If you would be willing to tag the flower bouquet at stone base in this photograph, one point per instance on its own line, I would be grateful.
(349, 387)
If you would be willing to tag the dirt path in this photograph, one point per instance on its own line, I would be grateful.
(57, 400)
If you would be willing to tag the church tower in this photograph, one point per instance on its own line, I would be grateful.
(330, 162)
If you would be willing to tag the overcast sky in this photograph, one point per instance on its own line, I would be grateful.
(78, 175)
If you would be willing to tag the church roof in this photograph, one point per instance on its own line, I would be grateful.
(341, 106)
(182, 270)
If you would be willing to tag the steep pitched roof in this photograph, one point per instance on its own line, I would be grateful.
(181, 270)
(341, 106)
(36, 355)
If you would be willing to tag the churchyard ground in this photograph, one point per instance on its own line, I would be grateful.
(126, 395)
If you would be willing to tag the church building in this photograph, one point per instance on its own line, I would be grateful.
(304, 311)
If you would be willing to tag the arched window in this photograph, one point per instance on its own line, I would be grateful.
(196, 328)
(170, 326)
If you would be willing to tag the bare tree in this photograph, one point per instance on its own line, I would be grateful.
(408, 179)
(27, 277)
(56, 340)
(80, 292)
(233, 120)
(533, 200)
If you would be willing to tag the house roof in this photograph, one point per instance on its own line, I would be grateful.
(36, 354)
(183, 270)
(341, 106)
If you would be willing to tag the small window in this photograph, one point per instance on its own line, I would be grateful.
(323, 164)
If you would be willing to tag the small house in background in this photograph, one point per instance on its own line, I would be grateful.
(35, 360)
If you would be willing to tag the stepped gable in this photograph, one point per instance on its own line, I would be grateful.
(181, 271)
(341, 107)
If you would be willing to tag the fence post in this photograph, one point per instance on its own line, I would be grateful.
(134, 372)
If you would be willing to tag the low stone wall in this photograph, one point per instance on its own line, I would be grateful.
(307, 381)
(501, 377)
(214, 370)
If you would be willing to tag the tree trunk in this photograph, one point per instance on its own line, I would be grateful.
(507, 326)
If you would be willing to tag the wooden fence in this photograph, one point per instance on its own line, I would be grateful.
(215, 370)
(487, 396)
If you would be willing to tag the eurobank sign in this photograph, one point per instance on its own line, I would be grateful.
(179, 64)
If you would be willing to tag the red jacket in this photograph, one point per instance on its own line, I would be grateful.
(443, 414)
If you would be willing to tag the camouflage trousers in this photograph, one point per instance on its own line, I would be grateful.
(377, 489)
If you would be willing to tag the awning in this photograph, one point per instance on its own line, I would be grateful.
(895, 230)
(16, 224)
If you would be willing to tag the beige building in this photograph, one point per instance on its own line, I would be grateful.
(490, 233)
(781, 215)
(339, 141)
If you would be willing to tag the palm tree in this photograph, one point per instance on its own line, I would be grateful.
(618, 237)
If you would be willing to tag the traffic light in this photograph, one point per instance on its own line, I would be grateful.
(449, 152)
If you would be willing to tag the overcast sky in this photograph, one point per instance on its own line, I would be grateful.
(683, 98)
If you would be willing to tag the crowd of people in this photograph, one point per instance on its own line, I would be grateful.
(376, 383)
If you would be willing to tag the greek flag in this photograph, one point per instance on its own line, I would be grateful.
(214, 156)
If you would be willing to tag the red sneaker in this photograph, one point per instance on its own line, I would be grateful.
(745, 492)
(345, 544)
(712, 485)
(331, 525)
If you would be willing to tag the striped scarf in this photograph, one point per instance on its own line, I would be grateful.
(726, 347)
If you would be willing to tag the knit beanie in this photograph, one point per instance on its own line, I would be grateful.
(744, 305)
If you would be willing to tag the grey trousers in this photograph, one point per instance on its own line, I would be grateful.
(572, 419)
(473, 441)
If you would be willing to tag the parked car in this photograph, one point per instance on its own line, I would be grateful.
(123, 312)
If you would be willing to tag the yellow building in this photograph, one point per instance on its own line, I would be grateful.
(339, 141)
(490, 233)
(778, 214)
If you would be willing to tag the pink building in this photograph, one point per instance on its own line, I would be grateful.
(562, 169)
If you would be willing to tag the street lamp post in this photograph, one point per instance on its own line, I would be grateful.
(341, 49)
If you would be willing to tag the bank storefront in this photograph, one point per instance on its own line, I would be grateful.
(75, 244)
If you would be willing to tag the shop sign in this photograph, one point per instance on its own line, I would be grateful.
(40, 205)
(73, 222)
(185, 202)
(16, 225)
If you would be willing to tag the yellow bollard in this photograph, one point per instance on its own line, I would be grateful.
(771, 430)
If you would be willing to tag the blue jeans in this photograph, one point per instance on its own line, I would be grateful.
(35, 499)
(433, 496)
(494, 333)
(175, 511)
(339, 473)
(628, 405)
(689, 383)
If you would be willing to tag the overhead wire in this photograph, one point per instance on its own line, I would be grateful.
◇ ◇ ◇
=== GOAL OF THE EXERCISE ===
Return every record above exactly as written.

=== OUTPUT ===
If you would be willing to tag the flower bouquet at stone base in this photograph, one point per instance on its own line, I would be grateful.
(349, 387)
If you would be willing to tag the dirt path in this photograph, one point per instance on its own line, I would be grateful.
(57, 400)
If you would be willing to tag the church tower in this photograph, one point per instance on its own line, I would be grateful.
(330, 162)
If you would be willing to tag the overcast sky in this photograph, one point per instance on its own line, I would be grateful.
(78, 175)
If you would be willing to tag the church roof in this photograph, one point per instance on its own line, I would be grateful.
(341, 106)
(182, 270)
If you would be willing to tag the steep pitched roof in this photograph, one point per instance on its own line, I would be grateful.
(181, 270)
(341, 106)
(36, 355)
If you would be willing to tag the churchyard ground in this photograph, one point per instance on its own line, I would be grateful.
(126, 395)
If you would be willing to tag the church building in this photograph, one point per instance on its own line, I would be grateful.
(304, 311)
If you would be willing to tag the arched window in this photograph, one point per instance on its own line, I would be grateful.
(196, 328)
(170, 326)
If you would be willing to tag the bare tree in this photograph, one point per instance on its own line, I would be grateful.
(408, 179)
(27, 277)
(56, 340)
(80, 292)
(233, 120)
(533, 200)
If you would be willing to tag the house roof in this photograph, one point per instance on its own line, I would be grateful.
(36, 354)
(183, 270)
(341, 106)
If you would be willing to tag the small window in this photograph, one point per instance on its own line, I would be grateful.
(323, 164)
If you would be willing to tag the small house in background in this photograph, one point per instance on its own line, I would be grateful.
(35, 360)
If you would be willing to tag the stepped gable in this photograph, one point per instance on its own line, I would be grateful.
(181, 271)
(341, 107)
If you would be willing to tag the fence post in this photograph, one point per instance on its own line, I would be grateful.
(134, 372)
If you would be willing to tag the low stone wall in this photograph, one point per instance on its own line, I would be grateful.
(307, 381)
(501, 377)
(214, 370)
If you would be willing to tag the tree trunk in this photograph, one point per instance on its own line, I would be grateful.
(507, 326)
If you would be willing to tag the wooden fence in this photograph, one point per instance on its own line, I would be grateful.
(215, 370)
(487, 396)
If you would be willing to tag the eurobank sign in this photograph, one point per instance on its own line, I would be grateful.
(179, 64)
If you would be willing to tag the red jacket in this photograph, one point per instance on its own line, I would be grateful.
(443, 414)
If you would be willing to tag the camouflage trousers in this photograph, one point per instance on its own line, I would be grateful.
(377, 489)
If you would be willing to tag the awning in this photograph, one point per instance on its own line, I would be grateful.
(895, 230)
(16, 224)
If you would be willing to tag the beige building in this photograph, one point per instance on its own line, I would be grateful.
(490, 233)
(781, 215)
(339, 141)
If you would be willing to tag the palm tree in this photograph, one point per instance on its own line, I would be grateful.
(618, 237)
If you would be willing to tag the traffic light in this photograph, one point per instance on its own line, I would be grateful.
(449, 152)
If you would be willing to tag the overcast sky in this photograph, one point per instance on its own line, I would be grateful.
(683, 98)
If you would be willing to tag the crowd of people in this photograph, one point per instance on its own line, I would be grateful.
(376, 383)
If you would be willing to tag the greek flag in this photograph, one point per instance on its own line, I would be grateful.
(214, 156)
If you would be willing to tag the red sneaker in this photograph, one point per instance on its own line, I would be grateful.
(745, 492)
(345, 544)
(712, 485)
(331, 525)
If you would be willing to tag the striped scarf in this photograph, one point per instance on its own line, I would be grateful.
(726, 347)
If you would be willing to tag the knit beanie in this photograph, one point per instance on its own line, I would be grateful.
(744, 305)
If you would be willing to tag the grey trousers in this photograph, one point per instance on its own line, I would be grateful.
(572, 419)
(473, 441)
If you would be willing to tag the parked car in this photograph, one point per instance on its own line, I would be grateful.
(123, 312)
If you would be willing to tag the yellow building in this photograph, one point per instance on its own line, I would be grateful.
(339, 141)
(490, 233)
(778, 214)
If you would be willing to tag the pink building in this photograph, one point per instance on its own line, I would be grateful.
(562, 169)
If you would be willing to tag the street lamp post in this photograph, one point per instance on its own line, I would be grateful.
(341, 49)
If you would be willing to tag the bank storefront in this photograph, one point per instance on its own line, I would be grateful.
(75, 244)
If you would be willing to tag the shop sign in this photograph, one point per instance on its own line, I would be grateful.
(40, 205)
(73, 222)
(185, 202)
(16, 225)
If you would be willing to tag the yellow bollard in this photograph, one point per instance on its own line, I would be grateful.
(771, 430)
If you would be willing to tag the blue jeans in this photograph, one point per instance on its own line, I would be grateful.
(35, 499)
(433, 496)
(494, 333)
(175, 511)
(339, 473)
(628, 405)
(689, 383)
If you would be willing to tag the overhead wire in this photograph, one point per instance on its own line, I would be grateful.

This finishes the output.